-------- Study text --------

She says the level of documentation required to obtain SRSS support is more than any other government benefit: “People are put through the hoops”.
“It is a lengthy, very difficult, dehumanising process. There is medical evidence required, evidence of cancer, evidence of end of life. There is a cost attached – how can people pay for a psychiatrist report? It is impossible at times to meet the eligibility criteria. People are in need and yet they cannot get support from the government, even though they are engaged in the determination process. They are penalised for doing the right thing.
“Some people wait 10 years or more. That is a long time to wait for the outcome for your application for protection, and during that time you have no access to mainstream services and no access to SRSS. The eligibility criteria are so strict. It took one client five attempts to apply for work rights before they were granted and, in the meantime, he couldn’t access SRSS. It fell on the community to support him.”
Paul continues: “We are seeing a deterioration in people’s mental health. Children in families, young people who are becoming adults … they are grasping the trauma of the waiting game. It destroys them. I’ve seen minds broken, families broken, relationships broken, souls destroyed.”
Surviving with assistance from the ASC is Savana*, a single mother of three young children. An apprehended violence order is currently in place to protect Savana from her ex-partner. He is now in prison. Despite applying for a change of condition to be able to work and support her family, Savana holds only a bridging visa with no work rights or Medicare access. She does not receive SRSS. She cannot pay rent, buy food or cover daily expenses for her children.

-------- Given information --------

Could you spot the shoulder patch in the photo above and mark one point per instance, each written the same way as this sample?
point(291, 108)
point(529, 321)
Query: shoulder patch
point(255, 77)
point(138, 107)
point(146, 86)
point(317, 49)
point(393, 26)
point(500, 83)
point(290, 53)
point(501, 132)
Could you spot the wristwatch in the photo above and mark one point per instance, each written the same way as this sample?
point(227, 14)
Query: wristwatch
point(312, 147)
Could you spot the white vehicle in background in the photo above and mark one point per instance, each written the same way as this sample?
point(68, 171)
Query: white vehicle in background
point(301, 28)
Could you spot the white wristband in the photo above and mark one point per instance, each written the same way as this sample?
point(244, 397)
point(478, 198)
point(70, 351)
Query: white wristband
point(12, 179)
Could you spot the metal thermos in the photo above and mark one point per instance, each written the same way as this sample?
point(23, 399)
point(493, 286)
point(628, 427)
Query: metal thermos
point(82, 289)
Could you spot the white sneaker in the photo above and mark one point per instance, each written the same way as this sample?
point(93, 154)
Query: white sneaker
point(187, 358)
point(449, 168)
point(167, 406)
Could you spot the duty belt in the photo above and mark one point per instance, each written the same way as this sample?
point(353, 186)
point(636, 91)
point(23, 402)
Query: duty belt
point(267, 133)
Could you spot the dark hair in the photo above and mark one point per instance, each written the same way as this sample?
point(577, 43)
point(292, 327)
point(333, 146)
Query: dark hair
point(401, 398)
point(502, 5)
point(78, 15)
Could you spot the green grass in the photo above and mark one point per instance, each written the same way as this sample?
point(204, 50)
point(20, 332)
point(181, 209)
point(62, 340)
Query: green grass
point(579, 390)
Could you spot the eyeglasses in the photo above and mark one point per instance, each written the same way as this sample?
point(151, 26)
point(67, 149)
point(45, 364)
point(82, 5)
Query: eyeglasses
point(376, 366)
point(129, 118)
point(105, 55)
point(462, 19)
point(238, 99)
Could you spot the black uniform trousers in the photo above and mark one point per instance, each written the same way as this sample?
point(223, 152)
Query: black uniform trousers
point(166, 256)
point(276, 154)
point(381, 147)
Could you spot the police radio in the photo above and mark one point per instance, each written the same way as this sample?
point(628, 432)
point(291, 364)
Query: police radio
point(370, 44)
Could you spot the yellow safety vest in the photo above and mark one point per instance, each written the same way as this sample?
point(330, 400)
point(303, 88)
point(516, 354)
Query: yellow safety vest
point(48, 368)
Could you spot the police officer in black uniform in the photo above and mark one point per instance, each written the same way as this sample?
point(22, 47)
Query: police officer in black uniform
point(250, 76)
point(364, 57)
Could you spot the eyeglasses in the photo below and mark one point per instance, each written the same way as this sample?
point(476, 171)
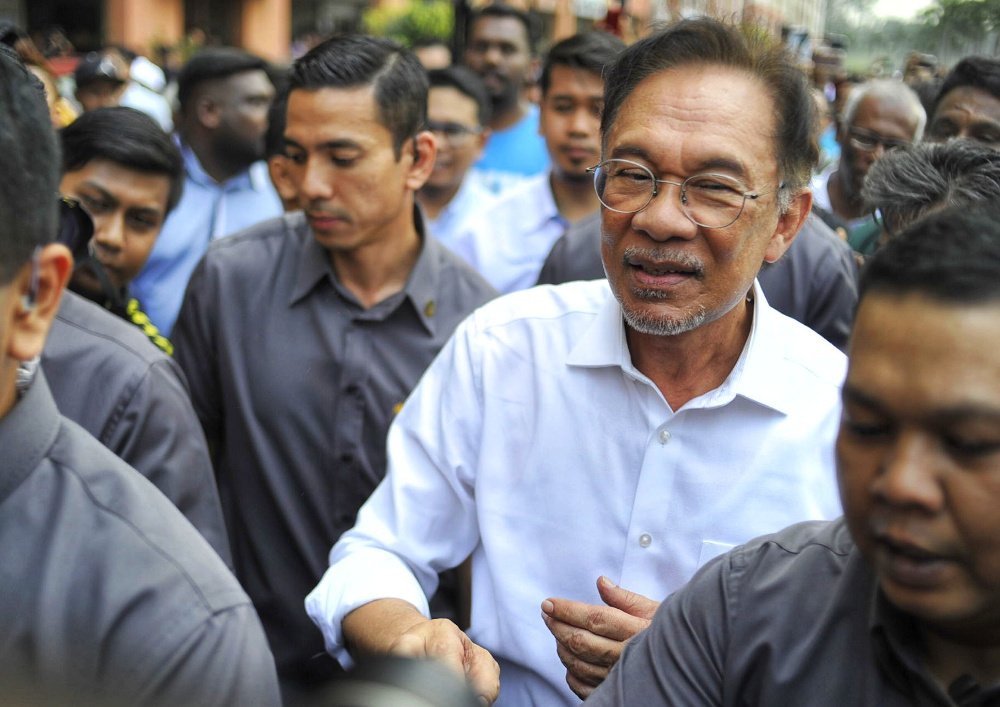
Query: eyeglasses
point(708, 200)
point(453, 133)
point(868, 141)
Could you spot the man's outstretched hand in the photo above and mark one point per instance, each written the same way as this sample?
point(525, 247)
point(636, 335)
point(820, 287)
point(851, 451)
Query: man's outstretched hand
point(590, 638)
point(394, 626)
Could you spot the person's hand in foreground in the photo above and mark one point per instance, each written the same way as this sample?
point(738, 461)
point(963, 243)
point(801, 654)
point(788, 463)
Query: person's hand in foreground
point(397, 627)
point(590, 638)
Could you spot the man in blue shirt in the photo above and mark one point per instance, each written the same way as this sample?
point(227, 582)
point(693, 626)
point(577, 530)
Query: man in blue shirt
point(501, 50)
point(224, 97)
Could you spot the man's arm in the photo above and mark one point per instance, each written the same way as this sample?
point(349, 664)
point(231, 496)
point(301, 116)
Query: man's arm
point(419, 521)
point(159, 434)
point(680, 658)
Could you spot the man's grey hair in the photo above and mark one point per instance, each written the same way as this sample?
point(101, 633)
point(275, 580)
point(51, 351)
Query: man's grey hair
point(889, 89)
point(909, 182)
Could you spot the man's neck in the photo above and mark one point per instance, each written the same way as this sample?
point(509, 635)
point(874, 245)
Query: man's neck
point(844, 204)
point(947, 658)
point(575, 198)
point(381, 268)
point(434, 199)
point(508, 113)
point(687, 365)
point(216, 166)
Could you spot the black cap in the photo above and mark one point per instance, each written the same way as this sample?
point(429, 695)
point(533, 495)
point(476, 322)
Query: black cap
point(100, 67)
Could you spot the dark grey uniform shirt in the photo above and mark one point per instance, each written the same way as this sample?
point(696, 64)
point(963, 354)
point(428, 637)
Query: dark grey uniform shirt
point(794, 618)
point(107, 377)
point(296, 384)
point(106, 591)
point(815, 282)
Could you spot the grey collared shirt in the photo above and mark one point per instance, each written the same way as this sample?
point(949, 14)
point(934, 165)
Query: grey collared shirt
point(106, 376)
point(107, 595)
point(295, 384)
point(794, 618)
point(815, 282)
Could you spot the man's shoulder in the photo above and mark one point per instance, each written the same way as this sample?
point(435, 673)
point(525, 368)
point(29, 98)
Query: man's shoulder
point(801, 543)
point(545, 305)
point(807, 351)
point(260, 249)
point(96, 501)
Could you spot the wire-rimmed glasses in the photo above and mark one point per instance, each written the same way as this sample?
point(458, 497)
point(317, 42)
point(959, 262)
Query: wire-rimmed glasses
point(708, 200)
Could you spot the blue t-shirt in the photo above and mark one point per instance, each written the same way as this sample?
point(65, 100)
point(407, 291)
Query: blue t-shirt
point(515, 153)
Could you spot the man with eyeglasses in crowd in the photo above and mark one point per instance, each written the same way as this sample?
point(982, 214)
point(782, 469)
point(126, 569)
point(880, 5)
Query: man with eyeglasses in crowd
point(624, 431)
point(457, 113)
point(880, 115)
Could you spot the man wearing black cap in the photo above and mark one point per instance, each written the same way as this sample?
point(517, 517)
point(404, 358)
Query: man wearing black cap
point(101, 78)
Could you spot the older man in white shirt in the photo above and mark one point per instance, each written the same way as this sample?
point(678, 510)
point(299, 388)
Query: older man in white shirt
point(629, 429)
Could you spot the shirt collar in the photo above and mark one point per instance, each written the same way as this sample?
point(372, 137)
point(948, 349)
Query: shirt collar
point(421, 287)
point(27, 432)
point(756, 376)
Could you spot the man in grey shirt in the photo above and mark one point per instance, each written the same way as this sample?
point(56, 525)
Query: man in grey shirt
point(107, 377)
point(302, 336)
point(107, 594)
point(898, 602)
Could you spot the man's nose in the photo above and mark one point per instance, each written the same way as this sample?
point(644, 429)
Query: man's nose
point(907, 477)
point(109, 234)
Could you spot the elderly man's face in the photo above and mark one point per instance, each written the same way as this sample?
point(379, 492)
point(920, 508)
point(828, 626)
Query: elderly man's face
point(919, 455)
point(967, 112)
point(669, 274)
point(880, 123)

--------

◆ What you are asked to do: In the passage on SRSS support, how many attempts did it take one client to apply for work rights before they were granted?

◆ Response for this exercise: Five attempts.